- [Challenge] Copy the records from the line containing "face. Use semicolons to separate four coordinates: x1;y1;x2;y2." through the line containing "0;20;266;199", replacing "Final question" with "Last question" and leaving everything else as it is.

======== Data supplied ========

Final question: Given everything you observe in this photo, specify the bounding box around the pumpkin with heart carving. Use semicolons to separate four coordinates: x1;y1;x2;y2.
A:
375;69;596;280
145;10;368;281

========
======== Data supplied ========

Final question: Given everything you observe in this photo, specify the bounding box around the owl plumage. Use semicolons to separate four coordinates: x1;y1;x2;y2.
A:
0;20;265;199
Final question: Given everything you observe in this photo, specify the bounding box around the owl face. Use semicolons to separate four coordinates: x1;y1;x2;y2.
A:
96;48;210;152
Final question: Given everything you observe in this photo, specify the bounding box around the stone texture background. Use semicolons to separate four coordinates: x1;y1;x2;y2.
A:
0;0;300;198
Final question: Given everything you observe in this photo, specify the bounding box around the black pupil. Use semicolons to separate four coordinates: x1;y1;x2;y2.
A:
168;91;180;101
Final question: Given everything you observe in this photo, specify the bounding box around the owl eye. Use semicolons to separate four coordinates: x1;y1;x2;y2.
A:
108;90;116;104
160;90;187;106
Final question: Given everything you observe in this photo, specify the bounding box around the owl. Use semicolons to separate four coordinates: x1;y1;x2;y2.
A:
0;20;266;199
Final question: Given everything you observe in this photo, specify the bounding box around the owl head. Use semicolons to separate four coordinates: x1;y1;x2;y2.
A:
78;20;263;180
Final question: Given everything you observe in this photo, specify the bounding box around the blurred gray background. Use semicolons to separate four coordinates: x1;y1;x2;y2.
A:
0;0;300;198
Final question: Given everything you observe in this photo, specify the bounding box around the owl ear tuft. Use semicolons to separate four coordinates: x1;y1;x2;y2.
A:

========

- [Full solution]
Last question: Given everything you observe in this photo, specify the bounding box around the owl face. Use semicolons to separate four coordinates: x1;y1;x2;y2.
A:
96;48;210;152
Last question: Given everything you observe in this photo, specify the bounding box around the stone texture background. Use semicolons to separate four coordinates: x1;y1;x2;y2.
A:
0;0;300;198
Last question: Given everything you observe in this photo, specify the bounding box around the black pupil. Use semicolons to separate four coordinates: x1;y1;x2;y2.
A:
168;91;180;101
Last question: Given everything you observe in this photo, specify the bounding box around the owl eye. Use semicolons to separate four coordinates: x1;y1;x2;y2.
A:
108;90;116;104
160;90;187;106
Last question: Given everything you observe in this photo, specify the bounding box around the owl. Use semicolons to separate four coordinates: x1;y1;x2;y2.
A:
0;20;266;199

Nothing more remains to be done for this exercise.